[TRECHO DO DOCUMENTO]
+---+

Com o acordo, a Globo revive a estratégia de divisão de custos dos direitos que no passado já foi feita com a Fox, Band e ESPN. A parceria seria ainda uma maneira da Globo estreitar a relação com a Amazon para dividir os custos de futuras compras de direito.

Libertadores apenas no streaming?

A expectativa é que os custos de transmissão de esportes disparem este ano, particularmente no futebol. Libertadores e Copa do Brasil, as duas competições mais importantes para os brasileiros, estão sendo negociadas neste período.

A prioridade é a Libertadores, seguida pela Copa do Brasil. A Globo já afirmou ter interesse nas competições, mas disse que não fechará os negócios se os valores não forem sustentáveis. Traduzindo, a Globo só comprará os campeonatos se não perder dinheiro. Desta perspectiva, uma parceria com a Amazon faria ainda mais sentido.

Do outro lado, a Conmebol e FC Diez, responsáveis pela negociação dos direitos de transmissão dos dois torneios, afirmam em encontros com potenciais compradores que poderiam aceitar uma oferta de exclusividade de streaming, desde que ela seja financeiramente atrativa e não diminua a visibilidade do torneio. A informação foi dada em primeira mão pelo colunista Erich Beting, da Máquina do Esporte, e confirmada pela coluna.

A infraestrutura ainda é uma barreira no Brasil. "Se você observar a origem das reclamações das transmissões em streaming do Campeonato Carioca, verá que praticamente todas são de usuários de celular. A velocidade da conexão é nosso maior desafio e o 5G deve demorar para ser amplamente implementado no país", diz Marcelo.

Por que o Disney+ cresce e a Netflix, não

Para entender a importância dos esportes ao vivo para o streaming e por que a Netflix aparentemente tem errado em não abraçar as competições ao vivo, vale observar a Índia e a lavada que a Disney+ tem dado na concorrente.

A Disney tem mais de 130 milhões de assinantes, ou 196 milhões se somados Hulu e ESPN+. Além disso, enquanto a Netflix decepcionou no último trimestre e ganhou somente 2,5 milhões de assinantes, a Disney superou as expectativas.

Dois fatores parecem diferenciar a Disney e seus serviços de streaming dos concorrentes. Primeiro, são os bundles, ou pacotes. A Disney+ obrigou os assinantes da Disney nos Estados Unidos, por exemplo, a escolher ter Hulu ou ESPN+ com o Disney+. O segundo fator é a vasta oferta de esportes da Disney, que também é dona do Star+, além da ESPN.

+---+

[MATERIAL FORNECIDO]

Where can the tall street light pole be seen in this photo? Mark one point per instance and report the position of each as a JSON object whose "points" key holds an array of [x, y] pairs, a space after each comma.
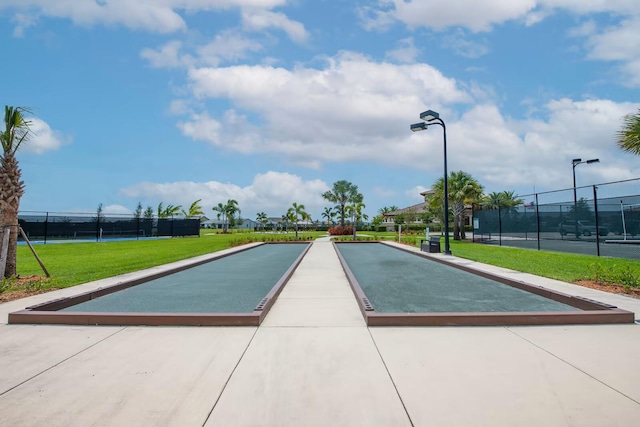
{"points": [[432, 118], [574, 163]]}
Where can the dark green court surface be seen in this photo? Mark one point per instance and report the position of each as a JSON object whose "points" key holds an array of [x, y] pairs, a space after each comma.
{"points": [[398, 286], [232, 288], [395, 281], [233, 284]]}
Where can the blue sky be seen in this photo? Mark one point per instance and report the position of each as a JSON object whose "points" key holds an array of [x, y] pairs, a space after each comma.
{"points": [[270, 102]]}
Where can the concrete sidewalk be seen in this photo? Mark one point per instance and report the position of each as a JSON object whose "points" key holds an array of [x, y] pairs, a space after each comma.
{"points": [[313, 362]]}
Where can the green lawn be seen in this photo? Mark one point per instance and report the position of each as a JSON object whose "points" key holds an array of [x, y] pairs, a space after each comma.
{"points": [[74, 263]]}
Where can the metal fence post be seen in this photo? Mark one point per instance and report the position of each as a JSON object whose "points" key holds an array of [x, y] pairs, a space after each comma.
{"points": [[499, 226], [46, 226], [595, 208], [538, 220]]}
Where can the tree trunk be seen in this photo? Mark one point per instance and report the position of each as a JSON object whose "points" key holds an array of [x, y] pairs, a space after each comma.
{"points": [[10, 217], [11, 190]]}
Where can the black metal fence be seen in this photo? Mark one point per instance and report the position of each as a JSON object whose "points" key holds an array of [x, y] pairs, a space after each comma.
{"points": [[595, 220], [49, 226]]}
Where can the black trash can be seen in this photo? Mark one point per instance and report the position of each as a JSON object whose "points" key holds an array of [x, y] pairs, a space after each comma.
{"points": [[434, 245]]}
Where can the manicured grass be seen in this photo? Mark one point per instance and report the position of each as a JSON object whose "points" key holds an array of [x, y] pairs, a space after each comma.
{"points": [[73, 263], [555, 265]]}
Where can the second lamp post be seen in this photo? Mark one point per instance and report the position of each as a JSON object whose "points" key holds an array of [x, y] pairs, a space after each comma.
{"points": [[431, 118]]}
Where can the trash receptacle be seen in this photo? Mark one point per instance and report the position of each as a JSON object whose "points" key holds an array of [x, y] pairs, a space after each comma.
{"points": [[434, 245]]}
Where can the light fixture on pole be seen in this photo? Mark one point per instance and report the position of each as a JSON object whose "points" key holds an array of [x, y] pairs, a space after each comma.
{"points": [[574, 163], [433, 118]]}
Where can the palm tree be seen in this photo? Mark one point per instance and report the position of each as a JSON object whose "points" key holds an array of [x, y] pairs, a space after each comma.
{"points": [[463, 190], [387, 209], [355, 211], [629, 135], [16, 132], [342, 193], [227, 211], [329, 214], [194, 211], [261, 218], [501, 200], [297, 213], [221, 212]]}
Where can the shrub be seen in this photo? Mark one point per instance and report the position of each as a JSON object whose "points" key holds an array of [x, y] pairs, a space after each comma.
{"points": [[341, 231]]}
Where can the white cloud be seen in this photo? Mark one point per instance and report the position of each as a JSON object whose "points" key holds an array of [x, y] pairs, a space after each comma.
{"points": [[506, 154], [620, 43], [227, 46], [43, 138], [482, 15], [23, 21], [461, 45], [260, 19], [414, 193], [167, 56], [308, 113], [472, 14], [271, 192], [154, 16]]}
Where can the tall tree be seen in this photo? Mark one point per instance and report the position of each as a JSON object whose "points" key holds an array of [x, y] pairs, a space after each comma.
{"points": [[137, 214], [387, 209], [148, 213], [355, 211], [628, 138], [261, 218], [296, 213], [168, 211], [16, 132], [463, 189], [341, 194], [501, 200], [329, 214], [227, 211], [194, 211]]}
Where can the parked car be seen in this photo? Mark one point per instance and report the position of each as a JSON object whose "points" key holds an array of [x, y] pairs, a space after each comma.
{"points": [[584, 228]]}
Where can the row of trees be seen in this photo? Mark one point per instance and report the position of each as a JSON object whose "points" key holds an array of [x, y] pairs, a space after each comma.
{"points": [[16, 131], [349, 203]]}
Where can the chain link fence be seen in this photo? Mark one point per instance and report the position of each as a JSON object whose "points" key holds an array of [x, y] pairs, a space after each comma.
{"points": [[55, 226], [602, 220]]}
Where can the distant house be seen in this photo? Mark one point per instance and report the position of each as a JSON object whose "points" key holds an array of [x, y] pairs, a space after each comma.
{"points": [[248, 224], [413, 213]]}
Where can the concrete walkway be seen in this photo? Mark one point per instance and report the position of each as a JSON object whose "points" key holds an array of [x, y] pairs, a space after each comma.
{"points": [[313, 362]]}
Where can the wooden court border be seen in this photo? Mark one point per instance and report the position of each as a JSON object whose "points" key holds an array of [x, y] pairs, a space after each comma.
{"points": [[592, 312], [48, 312]]}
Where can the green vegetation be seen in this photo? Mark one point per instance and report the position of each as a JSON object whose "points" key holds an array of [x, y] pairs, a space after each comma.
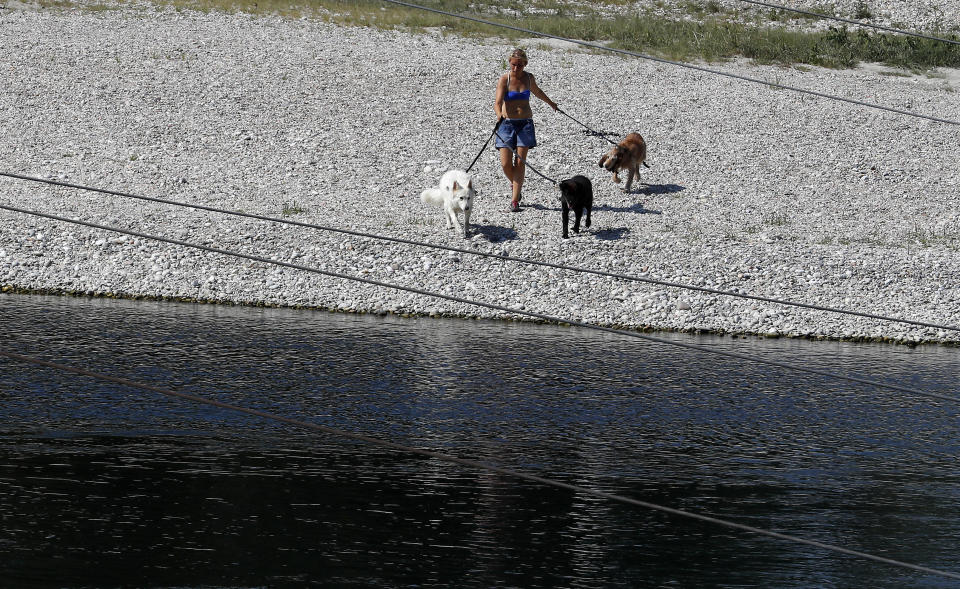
{"points": [[714, 33]]}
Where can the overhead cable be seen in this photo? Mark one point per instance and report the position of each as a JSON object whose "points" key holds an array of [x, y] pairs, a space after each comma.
{"points": [[676, 63], [858, 23], [476, 464], [626, 277], [540, 316]]}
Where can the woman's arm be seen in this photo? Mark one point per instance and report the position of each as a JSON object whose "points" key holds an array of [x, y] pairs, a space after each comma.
{"points": [[540, 93]]}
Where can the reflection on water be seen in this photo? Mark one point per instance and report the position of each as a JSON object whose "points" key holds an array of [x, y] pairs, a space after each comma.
{"points": [[104, 486]]}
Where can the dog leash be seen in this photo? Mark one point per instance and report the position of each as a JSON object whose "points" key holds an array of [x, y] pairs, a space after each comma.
{"points": [[592, 132], [495, 127]]}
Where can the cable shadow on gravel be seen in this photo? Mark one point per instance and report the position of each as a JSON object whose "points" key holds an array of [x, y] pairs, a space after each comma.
{"points": [[495, 233], [653, 189]]}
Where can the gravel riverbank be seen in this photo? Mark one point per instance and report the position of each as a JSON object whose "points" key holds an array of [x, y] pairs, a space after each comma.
{"points": [[751, 189]]}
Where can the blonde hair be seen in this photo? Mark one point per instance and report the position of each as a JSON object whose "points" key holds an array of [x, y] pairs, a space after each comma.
{"points": [[519, 54]]}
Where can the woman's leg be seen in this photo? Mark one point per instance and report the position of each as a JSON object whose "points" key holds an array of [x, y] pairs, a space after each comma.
{"points": [[509, 170]]}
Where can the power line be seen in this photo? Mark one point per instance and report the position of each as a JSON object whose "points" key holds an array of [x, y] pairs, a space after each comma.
{"points": [[540, 316], [859, 23], [476, 465], [676, 63], [626, 277]]}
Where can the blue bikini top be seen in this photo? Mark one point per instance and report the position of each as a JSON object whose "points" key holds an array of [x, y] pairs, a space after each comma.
{"points": [[514, 95]]}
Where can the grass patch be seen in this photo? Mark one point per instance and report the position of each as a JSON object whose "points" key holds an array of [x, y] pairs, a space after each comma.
{"points": [[713, 36]]}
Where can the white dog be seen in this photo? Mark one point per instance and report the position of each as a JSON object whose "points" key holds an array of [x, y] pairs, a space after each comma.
{"points": [[455, 194]]}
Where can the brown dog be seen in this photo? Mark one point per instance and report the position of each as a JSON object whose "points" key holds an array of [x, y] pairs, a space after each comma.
{"points": [[626, 155]]}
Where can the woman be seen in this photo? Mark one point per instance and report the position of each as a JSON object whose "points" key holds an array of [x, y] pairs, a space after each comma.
{"points": [[516, 131]]}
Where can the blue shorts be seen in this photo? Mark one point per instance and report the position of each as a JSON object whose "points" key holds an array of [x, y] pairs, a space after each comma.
{"points": [[516, 132]]}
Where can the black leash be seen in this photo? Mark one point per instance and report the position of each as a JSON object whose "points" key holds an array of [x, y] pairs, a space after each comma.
{"points": [[592, 132], [517, 155], [495, 127]]}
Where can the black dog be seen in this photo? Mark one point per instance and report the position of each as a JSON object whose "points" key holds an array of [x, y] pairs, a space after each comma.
{"points": [[575, 194]]}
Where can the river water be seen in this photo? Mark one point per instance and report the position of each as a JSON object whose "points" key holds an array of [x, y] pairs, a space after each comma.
{"points": [[105, 486]]}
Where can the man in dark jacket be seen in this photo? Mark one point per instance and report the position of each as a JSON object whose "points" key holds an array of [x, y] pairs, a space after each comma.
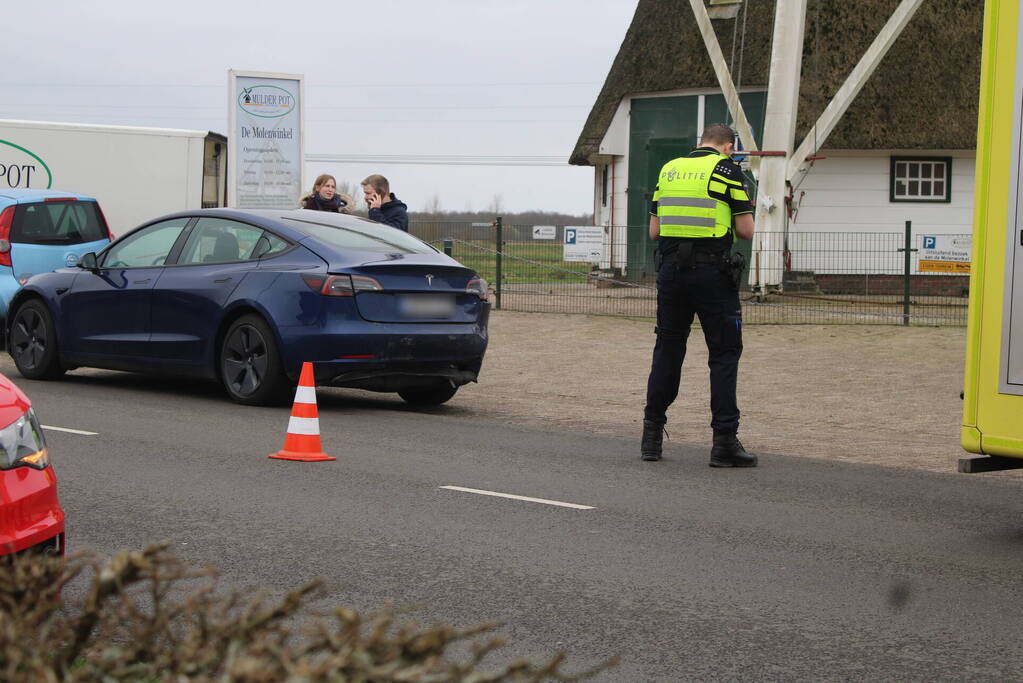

+---+

[INSTRUÇÕES DA TAREFA]
Devolva sem alterações a parte do trecho sobre streaming e direitos esportivos que vai de "Por que o Disney+" até "dado na concorrente.", incluindo ambos. O material não tem relação com o trecho do documento.

[RESPOSTA ESPERADA]
Por que o Disney+ cresce e a Netflix, não

Para entender a importância dos esportes ao vivo para o streaming e por que a Netflix aparentemente tem errado em não abraçar as competições ao vivo, vale observar a Índia e a lavada que a Disney+ tem dado na concorrente.